■ Items

::::

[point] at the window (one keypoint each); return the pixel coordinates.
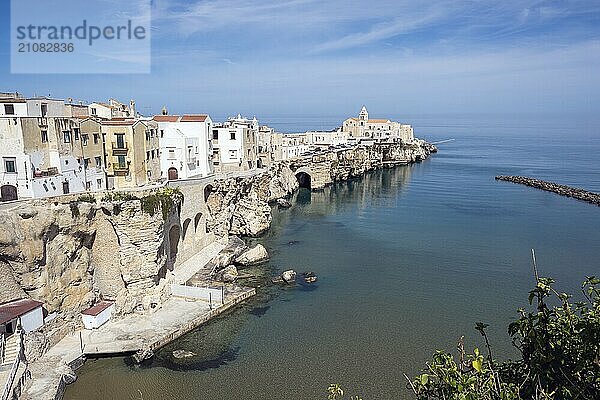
(10, 165)
(120, 140)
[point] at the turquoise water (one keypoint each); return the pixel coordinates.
(408, 260)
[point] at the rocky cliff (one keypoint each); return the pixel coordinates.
(70, 253)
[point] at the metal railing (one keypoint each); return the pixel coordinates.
(2, 346)
(15, 366)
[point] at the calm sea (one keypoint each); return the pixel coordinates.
(408, 260)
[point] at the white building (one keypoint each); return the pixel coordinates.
(112, 109)
(44, 157)
(185, 146)
(290, 145)
(235, 145)
(379, 130)
(97, 315)
(12, 105)
(27, 312)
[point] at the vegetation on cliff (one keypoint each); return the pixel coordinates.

::::

Give the lines above as a JSON list of strings, one string per line, with blank lines and the pictures left out.

[
  "[point] at the window (one keypoint each); return the pixel coordinates.",
  "(10, 165)",
  "(120, 140)",
  "[point] at the turquoise water (one keypoint each); return the pixel coordinates.",
  "(408, 260)",
  "[point] at the rocky cliff (one keypoint each); return the pixel coordinates.",
  "(70, 253)",
  "[point] at the metal railing (one keypoint each); return the pixel coordinates.",
  "(2, 346)",
  "(15, 366)",
  "[point] at the calm sea (one keypoint each); return the pixel coordinates.",
  "(408, 260)",
  "[point] at the white building (one keypoint each); return the pixel coordinates.",
  "(112, 109)",
  "(44, 157)",
  "(185, 146)",
  "(290, 145)",
  "(235, 145)",
  "(379, 130)",
  "(97, 315)",
  "(12, 105)",
  "(27, 312)",
  "[point] at the vegetation on cliff (one keypoint each); return the pixel coordinates."
]